Task goal ▸ Render each line of the records below as an item in a numbered list, omitting any blank lines.

════════

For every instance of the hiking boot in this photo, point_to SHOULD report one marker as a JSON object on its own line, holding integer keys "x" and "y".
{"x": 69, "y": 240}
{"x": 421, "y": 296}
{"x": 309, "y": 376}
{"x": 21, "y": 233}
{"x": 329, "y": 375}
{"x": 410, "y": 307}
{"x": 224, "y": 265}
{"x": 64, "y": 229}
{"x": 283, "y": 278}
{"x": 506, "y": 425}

════════

Solution to this problem ▸
1. For every instance of the hiking boot in this photo, point_to SHOULD report one marker as a JSON object on its own line, holding integer keys "x" and "y".
2. {"x": 69, "y": 240}
3. {"x": 421, "y": 296}
4. {"x": 309, "y": 376}
5. {"x": 21, "y": 233}
6. {"x": 329, "y": 375}
7. {"x": 410, "y": 307}
8. {"x": 224, "y": 265}
9. {"x": 64, "y": 229}
10. {"x": 283, "y": 278}
11. {"x": 506, "y": 425}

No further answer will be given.